Stated exercise: Write what comes next in the passage below about smoking hashish in a Dongri alley, picking up after its final line.

Excerpted passage:

::::

Dongri nights

“Moosa’s hashish was black and soft, small balls dusted lightly with a pearly fungus. It swam you instantly to narcotic depths – Dost swore it was at least a quarter opium – and quickened the mind, ideas, inferences, images, feelings, connecting at fantastic speed, too fast for tongues to keep up.”

“An hour, or maybe minutes, went by. My body felt as if it had acquired an aura of cool blue light. A huge joy surged right through the street, transfiguring it. A scrawny red cockerel on a roof opposite puffed out its chest and scraped up a hearty cry. My worries had vanished. It no longer seemed anything but natural and delightful to be sitting in this grimy alley, drinking tea. Two old muslim gentlemen were taking a walk, neat skullcaps offset by impeccable spade-shaped beards (wagging as they talked). Their shaven upper-lips made them look Mesopotamian. A blind beggar approached. Loose curls, sightless eyes like a Homeric bard. My thoughts were scattering like the flights of pigeons above Moosa’s,fighting the wind – up, up – banking and circling, in a sky that was turning royal blue. A hand grabbed at my foot and I jumped. A small boy was crawling under the bed to retrieve a marble. I watched him fire it off, bending his middle finger back like a medieval arbalest. A group of ragged girls squatted in a gutter, setting light to some paper. It twisted and slowly disintegrated into flakes of flame, that were lifted by tiny currents into the air…At some point, a goat climbed onto my charpay and lay there chewing, watching me with malevolent yellow eyes”

::::

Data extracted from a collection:
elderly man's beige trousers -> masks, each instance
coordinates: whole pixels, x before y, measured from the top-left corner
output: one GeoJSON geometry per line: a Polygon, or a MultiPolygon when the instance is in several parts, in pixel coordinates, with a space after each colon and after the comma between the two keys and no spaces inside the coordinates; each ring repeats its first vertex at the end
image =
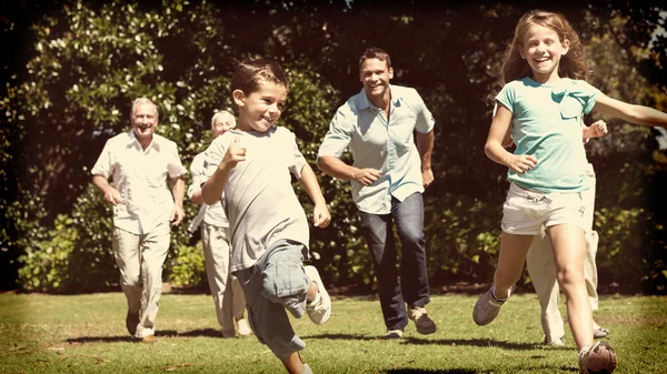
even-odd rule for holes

::::

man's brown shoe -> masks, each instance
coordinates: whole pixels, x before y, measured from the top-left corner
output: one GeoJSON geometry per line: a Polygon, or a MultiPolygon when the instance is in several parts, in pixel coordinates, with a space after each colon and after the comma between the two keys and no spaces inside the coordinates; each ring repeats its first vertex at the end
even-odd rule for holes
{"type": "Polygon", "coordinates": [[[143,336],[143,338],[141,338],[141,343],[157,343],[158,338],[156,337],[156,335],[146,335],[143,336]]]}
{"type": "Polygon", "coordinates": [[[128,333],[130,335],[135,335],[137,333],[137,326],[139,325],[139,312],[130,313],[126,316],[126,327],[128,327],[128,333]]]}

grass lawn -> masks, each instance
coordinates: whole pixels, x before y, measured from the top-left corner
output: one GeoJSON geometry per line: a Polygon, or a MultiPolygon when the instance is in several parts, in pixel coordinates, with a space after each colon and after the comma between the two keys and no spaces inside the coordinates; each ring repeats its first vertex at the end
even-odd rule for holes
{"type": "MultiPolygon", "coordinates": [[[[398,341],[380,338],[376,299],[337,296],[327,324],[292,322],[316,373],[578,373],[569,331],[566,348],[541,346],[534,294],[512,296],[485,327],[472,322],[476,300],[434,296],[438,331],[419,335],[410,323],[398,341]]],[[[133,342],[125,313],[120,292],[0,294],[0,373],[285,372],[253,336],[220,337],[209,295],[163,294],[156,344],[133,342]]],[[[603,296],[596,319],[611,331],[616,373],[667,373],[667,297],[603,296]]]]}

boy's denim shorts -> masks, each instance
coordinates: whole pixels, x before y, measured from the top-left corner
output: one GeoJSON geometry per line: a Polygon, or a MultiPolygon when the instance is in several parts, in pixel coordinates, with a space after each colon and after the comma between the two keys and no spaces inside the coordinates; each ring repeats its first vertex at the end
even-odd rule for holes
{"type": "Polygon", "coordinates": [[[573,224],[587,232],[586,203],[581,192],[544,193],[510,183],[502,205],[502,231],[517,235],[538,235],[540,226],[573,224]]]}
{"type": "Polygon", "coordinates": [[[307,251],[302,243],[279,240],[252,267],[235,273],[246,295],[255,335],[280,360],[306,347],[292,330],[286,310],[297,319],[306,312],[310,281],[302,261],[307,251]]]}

::::

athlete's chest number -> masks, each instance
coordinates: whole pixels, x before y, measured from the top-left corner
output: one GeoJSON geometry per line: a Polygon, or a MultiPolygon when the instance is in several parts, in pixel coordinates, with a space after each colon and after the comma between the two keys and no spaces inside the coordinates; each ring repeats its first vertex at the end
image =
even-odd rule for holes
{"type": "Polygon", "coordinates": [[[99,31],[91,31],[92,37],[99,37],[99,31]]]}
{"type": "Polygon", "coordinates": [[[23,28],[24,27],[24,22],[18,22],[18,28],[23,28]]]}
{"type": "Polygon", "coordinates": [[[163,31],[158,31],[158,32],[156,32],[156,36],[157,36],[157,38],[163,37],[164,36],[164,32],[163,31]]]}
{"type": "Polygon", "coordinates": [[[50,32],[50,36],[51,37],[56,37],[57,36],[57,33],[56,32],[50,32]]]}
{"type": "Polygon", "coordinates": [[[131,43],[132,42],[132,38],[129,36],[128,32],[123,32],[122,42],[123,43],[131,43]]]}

::::

Exercise output:
“‘Give me one fact and a goli of Moosa’s,’ Dost used to say, ‘and I can infer the world.’”

Raj Kapoor in Guru Dutt’s “Main nashe mein hoon” (1959)

Gloriously out-of-sync clip from Guru Dutt’s classic 1959 movie starring Raj Kapoor. The great man is so drunk that he can’t keep in time with his own lips. The playback singer is Mukesh and the song by Shankar-Jaikishan. Bhalu heard this playing incessantly in the Dongri bazaars during the 1971 Indo-Pakistan war. 

Zãhid, sharãb píné dé, masjid méin baith kar,

yã wõh jagãh batã dé jahãn par khudã na hõ . . .

Mujhkõ yaarõn maaf karna, main nashé mén hoon

Priest,  let me  sit here in the temple with my liquor-pot,

Let me be, or else show me some other place where God is not . . .

Forgive me  friends, I do believe  I’m rather worse for wear

Rajesh Khanna and Asha Parekh in “Kati Patang” (1970)

Yeh Jo Mohabbat Hai  makes no appearance in The Death of Mr Love, but it is a song (another bar, another girl, another drunk) that Bhalu would have known well as it was everywhere during his Dongri period.

With this clip you also get a couple of minutes of the film, setting the context. It’s in Hindi, so here’s a translation.

[Title sequence] 0:00:00-0:00:21

Madhavi [Asha Parekh] is ushered into Kamal’s house by Kamal’s faithful old retainer Shabbu.

Shabbu: Come.

She sits.

Madhavi: Shabbu uncle? Your boss goes out every night?

Shabbu: Yes, I keep tackling him about it, but he doesn’t listen. All day he’s caught up with his work and in the evenings he gets restless. Sometimes he’s in a club. Sometimes in the jungle, wandering about, trying to drown his sorrows in drink.

Madhavi: So he drinks alcohol too?

Shabbu: He didn’t used to touch it at all. He lived in England for five years and never touched a drop. But now…

Madhavi: What’s happened now?

Shabbu: Look at it one way nothing, look at it another what hasn’t? His reward for virtue   was to be deceived. Since then he’s been little  crazy.


Madhavi: Who deceived him?


Shabbu: A woman.

Madhavi: Woman?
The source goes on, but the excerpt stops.